■ Task details ■
Return every line in the records below that contains the string "outstretched". Case counts.

■ Record set ■
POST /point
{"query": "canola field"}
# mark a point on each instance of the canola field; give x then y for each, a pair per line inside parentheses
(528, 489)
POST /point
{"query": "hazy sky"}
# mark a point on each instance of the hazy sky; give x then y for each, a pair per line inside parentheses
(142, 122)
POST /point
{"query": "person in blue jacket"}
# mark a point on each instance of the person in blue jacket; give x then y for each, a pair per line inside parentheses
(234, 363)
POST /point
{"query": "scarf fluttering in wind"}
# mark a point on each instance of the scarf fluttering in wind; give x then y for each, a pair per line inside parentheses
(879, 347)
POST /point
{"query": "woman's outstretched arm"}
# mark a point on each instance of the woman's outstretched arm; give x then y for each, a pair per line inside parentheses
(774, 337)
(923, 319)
==
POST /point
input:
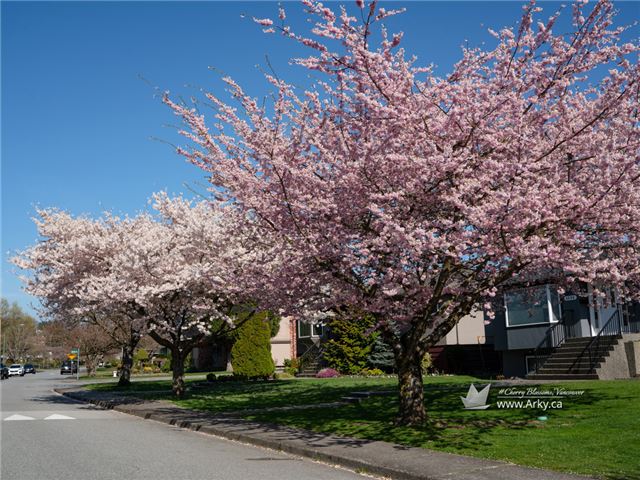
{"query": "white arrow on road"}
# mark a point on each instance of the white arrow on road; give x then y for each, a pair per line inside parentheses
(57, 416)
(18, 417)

■ Result of the exercise ■
{"query": "woman's outstretched arm"}
# mark a point on each instance of the woman's outstretched arm; give x then y for each, a pair per line inside parentheses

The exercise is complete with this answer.